Exercise prompt — Find and copy every line in the records that includes the string "background".

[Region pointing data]

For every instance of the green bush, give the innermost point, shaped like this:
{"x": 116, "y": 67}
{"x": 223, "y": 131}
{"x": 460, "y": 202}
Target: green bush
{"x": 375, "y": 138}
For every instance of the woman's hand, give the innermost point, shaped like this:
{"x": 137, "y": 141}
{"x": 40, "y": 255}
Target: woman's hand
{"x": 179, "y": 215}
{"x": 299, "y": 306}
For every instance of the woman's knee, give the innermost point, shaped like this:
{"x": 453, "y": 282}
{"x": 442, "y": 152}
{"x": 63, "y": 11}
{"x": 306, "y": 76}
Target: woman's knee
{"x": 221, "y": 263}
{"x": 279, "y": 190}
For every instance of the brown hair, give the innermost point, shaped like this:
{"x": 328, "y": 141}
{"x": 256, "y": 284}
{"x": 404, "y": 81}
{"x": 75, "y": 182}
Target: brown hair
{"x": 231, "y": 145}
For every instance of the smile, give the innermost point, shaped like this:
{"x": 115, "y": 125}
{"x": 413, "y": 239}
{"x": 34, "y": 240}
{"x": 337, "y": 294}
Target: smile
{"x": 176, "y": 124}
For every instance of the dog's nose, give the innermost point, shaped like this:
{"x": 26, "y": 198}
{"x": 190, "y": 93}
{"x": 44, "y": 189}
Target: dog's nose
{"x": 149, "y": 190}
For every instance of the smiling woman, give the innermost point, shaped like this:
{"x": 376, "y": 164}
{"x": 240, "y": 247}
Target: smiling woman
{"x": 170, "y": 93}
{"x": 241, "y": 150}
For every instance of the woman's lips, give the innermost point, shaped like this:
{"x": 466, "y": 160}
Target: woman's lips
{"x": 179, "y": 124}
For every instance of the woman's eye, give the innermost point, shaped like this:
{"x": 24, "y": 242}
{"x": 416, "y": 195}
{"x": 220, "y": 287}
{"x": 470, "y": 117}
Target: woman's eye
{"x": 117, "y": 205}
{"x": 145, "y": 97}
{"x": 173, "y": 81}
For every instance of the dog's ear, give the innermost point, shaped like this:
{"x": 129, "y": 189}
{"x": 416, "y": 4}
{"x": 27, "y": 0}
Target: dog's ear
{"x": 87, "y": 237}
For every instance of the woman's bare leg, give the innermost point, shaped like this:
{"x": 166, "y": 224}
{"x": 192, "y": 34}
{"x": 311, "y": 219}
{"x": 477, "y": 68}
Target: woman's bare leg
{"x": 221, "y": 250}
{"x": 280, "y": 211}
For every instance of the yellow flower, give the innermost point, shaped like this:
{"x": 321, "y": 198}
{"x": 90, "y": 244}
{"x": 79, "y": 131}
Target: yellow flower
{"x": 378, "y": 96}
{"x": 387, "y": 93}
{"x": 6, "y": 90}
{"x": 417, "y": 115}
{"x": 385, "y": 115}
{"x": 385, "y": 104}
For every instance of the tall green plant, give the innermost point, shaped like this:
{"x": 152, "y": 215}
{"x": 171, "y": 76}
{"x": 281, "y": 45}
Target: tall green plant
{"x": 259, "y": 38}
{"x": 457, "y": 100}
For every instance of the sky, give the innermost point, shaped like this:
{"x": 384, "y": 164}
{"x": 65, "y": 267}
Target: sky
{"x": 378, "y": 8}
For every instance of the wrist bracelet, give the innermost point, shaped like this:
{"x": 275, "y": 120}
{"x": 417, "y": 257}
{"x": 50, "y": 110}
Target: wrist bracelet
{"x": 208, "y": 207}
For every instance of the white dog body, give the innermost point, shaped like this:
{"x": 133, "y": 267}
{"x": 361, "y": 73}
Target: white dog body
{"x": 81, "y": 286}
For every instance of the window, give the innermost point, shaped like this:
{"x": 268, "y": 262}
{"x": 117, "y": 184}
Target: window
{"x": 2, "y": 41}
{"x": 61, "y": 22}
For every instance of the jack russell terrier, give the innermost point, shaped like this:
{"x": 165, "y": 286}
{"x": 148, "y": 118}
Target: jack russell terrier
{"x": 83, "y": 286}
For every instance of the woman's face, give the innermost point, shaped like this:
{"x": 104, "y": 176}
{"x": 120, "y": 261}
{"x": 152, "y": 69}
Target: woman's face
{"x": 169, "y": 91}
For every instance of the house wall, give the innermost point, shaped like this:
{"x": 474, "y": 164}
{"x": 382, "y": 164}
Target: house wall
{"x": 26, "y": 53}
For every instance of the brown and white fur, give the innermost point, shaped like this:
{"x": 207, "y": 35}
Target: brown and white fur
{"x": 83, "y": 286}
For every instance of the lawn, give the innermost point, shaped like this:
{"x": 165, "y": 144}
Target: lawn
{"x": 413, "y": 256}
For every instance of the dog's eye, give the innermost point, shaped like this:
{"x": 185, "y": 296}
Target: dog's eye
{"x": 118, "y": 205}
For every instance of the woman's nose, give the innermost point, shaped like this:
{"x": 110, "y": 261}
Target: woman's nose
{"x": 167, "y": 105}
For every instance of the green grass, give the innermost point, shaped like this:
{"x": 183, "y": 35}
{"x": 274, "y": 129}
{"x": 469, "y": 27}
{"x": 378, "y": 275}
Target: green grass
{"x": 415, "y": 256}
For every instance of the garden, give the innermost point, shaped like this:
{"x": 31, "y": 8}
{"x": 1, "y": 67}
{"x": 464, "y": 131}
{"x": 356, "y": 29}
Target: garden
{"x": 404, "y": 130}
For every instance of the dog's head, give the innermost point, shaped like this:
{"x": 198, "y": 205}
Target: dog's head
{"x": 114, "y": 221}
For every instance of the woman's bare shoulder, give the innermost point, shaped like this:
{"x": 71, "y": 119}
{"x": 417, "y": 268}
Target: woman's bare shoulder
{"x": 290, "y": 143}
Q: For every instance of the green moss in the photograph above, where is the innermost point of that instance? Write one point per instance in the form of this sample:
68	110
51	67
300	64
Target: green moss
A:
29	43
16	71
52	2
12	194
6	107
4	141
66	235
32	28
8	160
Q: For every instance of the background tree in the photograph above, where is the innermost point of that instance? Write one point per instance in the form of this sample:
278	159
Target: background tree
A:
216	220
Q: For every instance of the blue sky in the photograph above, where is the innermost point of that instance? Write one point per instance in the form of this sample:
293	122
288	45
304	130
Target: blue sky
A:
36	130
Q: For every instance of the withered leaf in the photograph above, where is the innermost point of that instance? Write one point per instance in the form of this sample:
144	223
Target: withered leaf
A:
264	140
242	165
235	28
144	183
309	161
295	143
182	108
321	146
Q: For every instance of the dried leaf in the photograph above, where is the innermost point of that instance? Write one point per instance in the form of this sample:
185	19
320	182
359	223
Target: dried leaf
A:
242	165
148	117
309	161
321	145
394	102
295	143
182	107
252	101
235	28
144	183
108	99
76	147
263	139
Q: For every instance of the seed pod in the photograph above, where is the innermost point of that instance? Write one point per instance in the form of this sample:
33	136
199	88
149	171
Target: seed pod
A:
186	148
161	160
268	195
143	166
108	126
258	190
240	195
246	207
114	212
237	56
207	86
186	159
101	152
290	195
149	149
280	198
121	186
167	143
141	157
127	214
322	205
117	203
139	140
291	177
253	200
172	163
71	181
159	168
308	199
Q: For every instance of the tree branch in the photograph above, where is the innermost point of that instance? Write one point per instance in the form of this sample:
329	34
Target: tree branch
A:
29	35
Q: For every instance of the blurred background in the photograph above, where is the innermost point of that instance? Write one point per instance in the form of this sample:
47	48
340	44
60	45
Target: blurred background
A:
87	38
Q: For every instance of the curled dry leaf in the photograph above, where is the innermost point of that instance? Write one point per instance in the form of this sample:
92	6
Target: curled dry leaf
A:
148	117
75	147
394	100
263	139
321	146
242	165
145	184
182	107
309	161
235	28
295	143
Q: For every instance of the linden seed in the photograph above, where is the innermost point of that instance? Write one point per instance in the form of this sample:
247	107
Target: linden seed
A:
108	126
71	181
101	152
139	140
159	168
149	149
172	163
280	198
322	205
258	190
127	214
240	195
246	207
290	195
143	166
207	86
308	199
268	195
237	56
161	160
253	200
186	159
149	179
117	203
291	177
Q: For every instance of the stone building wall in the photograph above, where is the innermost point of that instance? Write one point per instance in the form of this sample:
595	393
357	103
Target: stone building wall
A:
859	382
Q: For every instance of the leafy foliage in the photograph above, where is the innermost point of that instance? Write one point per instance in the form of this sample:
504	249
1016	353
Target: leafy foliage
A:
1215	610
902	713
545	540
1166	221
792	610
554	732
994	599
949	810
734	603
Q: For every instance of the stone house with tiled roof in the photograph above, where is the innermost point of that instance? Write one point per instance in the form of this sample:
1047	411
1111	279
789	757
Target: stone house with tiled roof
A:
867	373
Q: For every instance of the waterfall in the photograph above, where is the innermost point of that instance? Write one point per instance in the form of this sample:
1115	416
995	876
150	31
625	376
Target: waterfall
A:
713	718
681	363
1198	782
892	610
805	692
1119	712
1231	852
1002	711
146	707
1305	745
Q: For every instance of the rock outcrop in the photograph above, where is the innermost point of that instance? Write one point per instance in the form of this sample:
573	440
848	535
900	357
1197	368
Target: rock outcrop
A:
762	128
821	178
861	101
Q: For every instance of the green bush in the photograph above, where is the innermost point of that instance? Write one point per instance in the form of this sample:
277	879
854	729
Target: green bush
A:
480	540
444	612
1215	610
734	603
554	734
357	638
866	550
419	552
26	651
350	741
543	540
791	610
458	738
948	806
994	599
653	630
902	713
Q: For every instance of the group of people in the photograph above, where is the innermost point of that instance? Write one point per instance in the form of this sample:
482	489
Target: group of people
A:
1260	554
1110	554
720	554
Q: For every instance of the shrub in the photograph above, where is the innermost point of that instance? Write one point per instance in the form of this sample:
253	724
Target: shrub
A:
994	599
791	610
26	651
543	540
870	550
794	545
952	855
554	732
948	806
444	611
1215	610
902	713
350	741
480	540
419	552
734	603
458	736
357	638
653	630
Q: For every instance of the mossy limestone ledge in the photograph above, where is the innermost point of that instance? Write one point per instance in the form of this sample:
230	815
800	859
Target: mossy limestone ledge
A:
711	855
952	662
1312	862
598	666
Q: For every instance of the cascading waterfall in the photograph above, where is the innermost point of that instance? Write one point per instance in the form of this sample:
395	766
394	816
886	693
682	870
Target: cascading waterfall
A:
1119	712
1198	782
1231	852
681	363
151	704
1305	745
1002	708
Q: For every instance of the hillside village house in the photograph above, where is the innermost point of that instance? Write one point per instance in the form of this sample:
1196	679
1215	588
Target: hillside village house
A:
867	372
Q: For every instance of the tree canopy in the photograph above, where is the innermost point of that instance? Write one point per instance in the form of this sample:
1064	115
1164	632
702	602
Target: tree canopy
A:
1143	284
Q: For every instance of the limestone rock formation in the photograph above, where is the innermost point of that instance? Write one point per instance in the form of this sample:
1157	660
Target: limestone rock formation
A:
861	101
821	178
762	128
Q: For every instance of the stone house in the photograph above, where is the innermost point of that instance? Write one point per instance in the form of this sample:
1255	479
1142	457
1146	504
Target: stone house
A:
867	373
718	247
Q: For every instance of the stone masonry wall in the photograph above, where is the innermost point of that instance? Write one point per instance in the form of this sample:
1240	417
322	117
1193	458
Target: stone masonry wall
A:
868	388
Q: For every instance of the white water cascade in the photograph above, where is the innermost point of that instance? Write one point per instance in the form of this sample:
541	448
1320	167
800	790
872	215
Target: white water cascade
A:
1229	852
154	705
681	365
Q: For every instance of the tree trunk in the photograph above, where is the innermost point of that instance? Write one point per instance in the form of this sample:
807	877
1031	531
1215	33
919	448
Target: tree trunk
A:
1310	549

Solution to the exercise —
Q: For every instance of the background tree in the photograph above, where is the innermost point of that instance? Write one point per instance in the form of this sample:
Target: background tree
Q: For every instance of the blurred background in the photograph above, where is the innermost point of that instance? Write one point per instance in the form of this sample:
Target: blurred background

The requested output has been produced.